Exercise inputs:

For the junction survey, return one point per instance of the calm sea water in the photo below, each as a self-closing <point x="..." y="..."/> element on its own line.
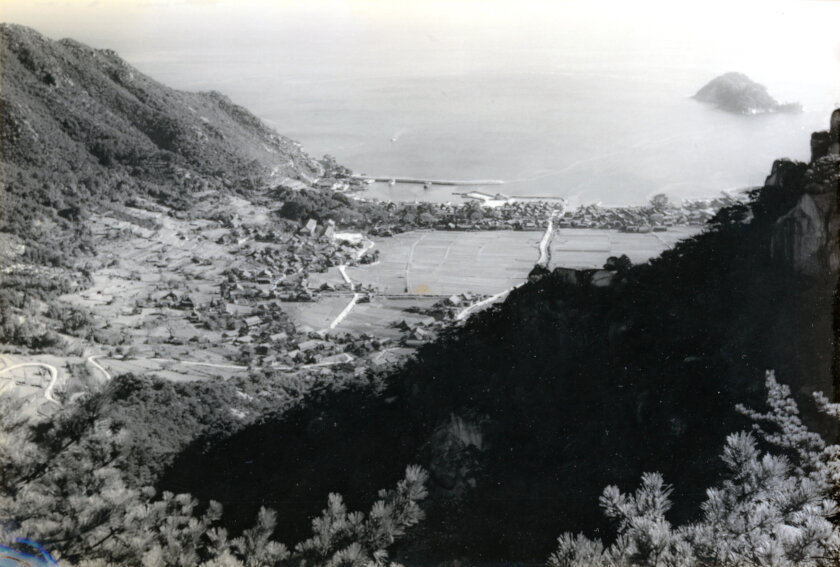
<point x="588" y="132"/>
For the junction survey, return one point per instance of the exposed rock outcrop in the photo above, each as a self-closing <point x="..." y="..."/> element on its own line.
<point x="735" y="92"/>
<point x="806" y="237"/>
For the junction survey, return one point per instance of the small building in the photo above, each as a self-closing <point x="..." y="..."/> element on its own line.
<point x="340" y="358"/>
<point x="292" y="184"/>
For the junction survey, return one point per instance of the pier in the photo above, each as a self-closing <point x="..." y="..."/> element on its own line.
<point x="418" y="181"/>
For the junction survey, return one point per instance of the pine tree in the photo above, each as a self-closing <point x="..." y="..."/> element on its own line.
<point x="769" y="510"/>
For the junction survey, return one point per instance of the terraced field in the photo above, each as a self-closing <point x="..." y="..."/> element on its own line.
<point x="448" y="262"/>
<point x="589" y="248"/>
<point x="445" y="263"/>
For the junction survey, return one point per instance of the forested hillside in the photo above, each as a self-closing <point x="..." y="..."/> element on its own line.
<point x="524" y="415"/>
<point x="84" y="131"/>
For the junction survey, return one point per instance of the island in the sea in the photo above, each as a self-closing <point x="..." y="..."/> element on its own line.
<point x="737" y="93"/>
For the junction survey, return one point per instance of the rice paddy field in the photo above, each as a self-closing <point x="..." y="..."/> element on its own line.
<point x="449" y="262"/>
<point x="589" y="248"/>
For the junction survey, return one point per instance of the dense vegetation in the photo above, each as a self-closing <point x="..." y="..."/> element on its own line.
<point x="109" y="135"/>
<point x="524" y="415"/>
<point x="521" y="417"/>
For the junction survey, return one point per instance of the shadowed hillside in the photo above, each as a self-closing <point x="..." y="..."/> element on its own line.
<point x="524" y="415"/>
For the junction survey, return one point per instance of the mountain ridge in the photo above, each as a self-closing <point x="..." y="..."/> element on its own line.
<point x="108" y="134"/>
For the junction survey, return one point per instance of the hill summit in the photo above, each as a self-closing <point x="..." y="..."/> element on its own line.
<point x="735" y="92"/>
<point x="107" y="133"/>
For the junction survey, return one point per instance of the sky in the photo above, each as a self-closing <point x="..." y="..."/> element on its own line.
<point x="797" y="39"/>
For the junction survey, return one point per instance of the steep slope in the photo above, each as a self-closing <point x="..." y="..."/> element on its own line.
<point x="80" y="129"/>
<point x="735" y="92"/>
<point x="524" y="415"/>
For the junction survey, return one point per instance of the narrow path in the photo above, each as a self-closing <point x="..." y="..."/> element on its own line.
<point x="92" y="361"/>
<point x="408" y="262"/>
<point x="544" y="260"/>
<point x="545" y="251"/>
<point x="356" y="296"/>
<point x="341" y="316"/>
<point x="662" y="240"/>
<point x="48" y="392"/>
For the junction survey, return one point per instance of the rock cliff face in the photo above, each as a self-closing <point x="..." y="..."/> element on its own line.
<point x="735" y="92"/>
<point x="806" y="237"/>
<point x="524" y="414"/>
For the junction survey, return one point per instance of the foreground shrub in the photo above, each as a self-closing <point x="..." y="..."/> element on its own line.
<point x="770" y="509"/>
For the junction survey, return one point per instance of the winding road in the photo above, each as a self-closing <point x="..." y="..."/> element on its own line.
<point x="48" y="392"/>
<point x="544" y="259"/>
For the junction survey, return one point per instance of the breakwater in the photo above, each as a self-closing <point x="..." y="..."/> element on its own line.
<point x="418" y="181"/>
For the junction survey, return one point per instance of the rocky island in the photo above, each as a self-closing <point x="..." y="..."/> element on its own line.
<point x="737" y="93"/>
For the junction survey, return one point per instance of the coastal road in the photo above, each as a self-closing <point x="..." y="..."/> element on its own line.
<point x="544" y="259"/>
<point x="356" y="296"/>
<point x="48" y="392"/>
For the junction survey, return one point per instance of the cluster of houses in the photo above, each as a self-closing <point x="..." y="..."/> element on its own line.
<point x="645" y="218"/>
<point x="512" y="215"/>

To do: Reproduce all of the items above, substituting "coastal survey" for every occurrence of "junction survey" and leaving everything else unchanged. Omit the pictures from your answer.

Answer to this problem:
For the coastal survey, return one point per instance of the calm sea water in the photo below, each as a self-closing <point x="..." y="..."/> element on its own line.
<point x="588" y="132"/>
For the coastal survey, return one point per instance of the exposed rock outcrop in the photo above, each as a self-closing <point x="..." y="..."/> element on its own line.
<point x="735" y="92"/>
<point x="806" y="237"/>
For the coastal survey, return one point per instance of the small building in the photo above, each as a self-closing <point x="..." y="..."/> element on its own line.
<point x="340" y="358"/>
<point x="292" y="184"/>
For the coastal survey, return one point per instance of the pier in the photo above, each as a self-closing <point x="..." y="..."/> element on its own line.
<point x="418" y="181"/>
For the coastal survey, return one point per instance of the pine tree in the photo above, each as a self-closing <point x="..." y="..."/> element on its own line.
<point x="769" y="510"/>
For the coastal survey, return one point per instance of the terraced field in the photo above, each as a self-closing <point x="..." y="..."/> element on its own line.
<point x="448" y="262"/>
<point x="589" y="248"/>
<point x="445" y="263"/>
For the coastal survey, return one point per instance of the forested hillside in the photo above, each as a self-closing <point x="..." y="..."/> element on its own line.
<point x="524" y="415"/>
<point x="84" y="131"/>
For the coastal survey, return one point per instance of the island in the sea in the photo above, each as a self-closing <point x="..." y="..."/> element on its own line.
<point x="737" y="93"/>
For the coastal survey, return one point per instance of the rice paddy field in the photo above, each as a self-closing <point x="..." y="..."/> element on its own line.
<point x="449" y="262"/>
<point x="589" y="248"/>
For the coastal survey, return one point per instance of the dense vegetation in the photo above, each as a self-closing <point x="..." y="..."/> element on its own line.
<point x="109" y="135"/>
<point x="524" y="415"/>
<point x="521" y="417"/>
For the coastal survey, return one point per instance of the shadowed hillside in the photo above, each as a self-closing <point x="..." y="..."/> element on its own line.
<point x="524" y="415"/>
For the coastal survey, return one point per instance of the mountain ridge in the photo above, each as a self-closing <point x="..." y="..."/> element on its own line.
<point x="108" y="134"/>
For the coastal survey, return one point per instance of the hill summit in the photo above, each as a self-closing <point x="..." y="..."/> element on its own line.
<point x="735" y="92"/>
<point x="107" y="133"/>
For the coastal survey, return one point per instance of the sky in the photo above, each as a self-closing <point x="..." y="..."/> element on its own line.
<point x="797" y="39"/>
For the coastal survey, return one point per instance of the steep slope in the photo above, each as a self-closing <point x="..." y="..."/> element on its own line.
<point x="80" y="129"/>
<point x="735" y="92"/>
<point x="524" y="415"/>
For the coastal survey, return one point per instance of the narrow path in the photo above, each as a self-closing <point x="..." y="..."/> element on its own line.
<point x="92" y="361"/>
<point x="408" y="262"/>
<point x="544" y="260"/>
<point x="545" y="251"/>
<point x="356" y="296"/>
<point x="341" y="316"/>
<point x="662" y="240"/>
<point x="48" y="392"/>
For the coastal survey, return one point per instance of the rock cliff face in the photo above, each as a self-closing <point x="..." y="..."/> element on its own line.
<point x="735" y="92"/>
<point x="806" y="237"/>
<point x="524" y="414"/>
For the coastal survey, return one point per instance of the foreground shrub in the photo above, each as a self-closing <point x="..." y="..."/> element on its own line.
<point x="770" y="509"/>
For the coastal survey, return one point per instance of the winding road in the photo above, each as a self-closing <point x="..." y="..."/> element on its own line.
<point x="48" y="392"/>
<point x="544" y="259"/>
For the coastal survey, return one point per instance of the breakwater in the photo above, each as a self-closing <point x="..." y="..."/> element on its own line.
<point x="418" y="181"/>
For the coastal survey, return one point per instance of the rocky island in the photo above, each as a self-closing <point x="..." y="..."/> element on its own line.
<point x="737" y="93"/>
For the coastal survey, return one point per instance of the coastal road in the photo above, each as a self-closing <point x="..." y="..."/> element on its own line.
<point x="544" y="259"/>
<point x="356" y="296"/>
<point x="48" y="392"/>
For the coastal survey, return one point per instance of the cluster of houses in the photo above, each as a self-closing <point x="..." y="..."/> element on its own line.
<point x="645" y="218"/>
<point x="512" y="215"/>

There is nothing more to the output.